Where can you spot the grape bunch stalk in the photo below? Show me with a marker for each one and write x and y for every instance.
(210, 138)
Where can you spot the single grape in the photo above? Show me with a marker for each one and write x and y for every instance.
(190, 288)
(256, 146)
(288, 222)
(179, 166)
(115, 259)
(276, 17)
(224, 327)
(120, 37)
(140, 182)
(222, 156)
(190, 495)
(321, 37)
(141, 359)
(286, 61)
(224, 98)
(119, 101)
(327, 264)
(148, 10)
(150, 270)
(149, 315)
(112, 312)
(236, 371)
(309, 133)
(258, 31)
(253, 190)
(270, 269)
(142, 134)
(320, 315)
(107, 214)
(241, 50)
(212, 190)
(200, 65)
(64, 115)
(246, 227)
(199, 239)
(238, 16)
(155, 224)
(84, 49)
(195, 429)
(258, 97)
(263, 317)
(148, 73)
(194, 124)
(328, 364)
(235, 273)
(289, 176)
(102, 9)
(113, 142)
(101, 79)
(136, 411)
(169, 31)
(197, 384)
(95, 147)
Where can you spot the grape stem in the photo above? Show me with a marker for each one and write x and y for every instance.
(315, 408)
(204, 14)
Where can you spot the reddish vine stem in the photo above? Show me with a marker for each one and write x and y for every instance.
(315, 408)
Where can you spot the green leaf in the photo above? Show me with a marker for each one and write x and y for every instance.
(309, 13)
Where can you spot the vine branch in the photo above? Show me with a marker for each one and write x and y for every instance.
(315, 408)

#####

Each line above must be reproduced exactly as it stands.

(SOLVED PROBLEM)
Where can you spot the grape bunch stalk in the photo below? Show me with a marker for each one and write x and y for every instance.
(210, 138)
Where can you spot the single grape in the photo above? Show me with a marker for each one and write x and y for every instance.
(190, 288)
(256, 146)
(288, 222)
(179, 166)
(115, 259)
(276, 17)
(224, 327)
(120, 37)
(140, 182)
(222, 156)
(190, 495)
(321, 37)
(141, 359)
(286, 61)
(224, 98)
(119, 101)
(327, 264)
(148, 10)
(150, 270)
(149, 315)
(112, 312)
(236, 371)
(309, 133)
(258, 31)
(253, 190)
(270, 269)
(142, 134)
(320, 315)
(107, 214)
(241, 50)
(212, 190)
(200, 65)
(64, 115)
(246, 227)
(199, 239)
(238, 16)
(155, 224)
(84, 49)
(195, 429)
(258, 97)
(263, 317)
(148, 73)
(194, 124)
(328, 364)
(235, 273)
(289, 176)
(102, 9)
(113, 142)
(101, 79)
(136, 411)
(169, 31)
(197, 384)
(95, 147)
Where can you spot the grape stem in the photo above? Show me with a marker for each one and write x and y for every instance.
(315, 408)
(204, 14)
Where can you spot the reddish vine stem in the photo above? Show me with a marker for each one and write x and y for every instance.
(315, 408)
Where can you spot the green leaf in the photo above? Show me with a marker for each one and write x and y for every instance.
(309, 13)
Where can you spot the vine branch in the photo above? Show me with a marker for each one and write x and y for every instance.
(315, 408)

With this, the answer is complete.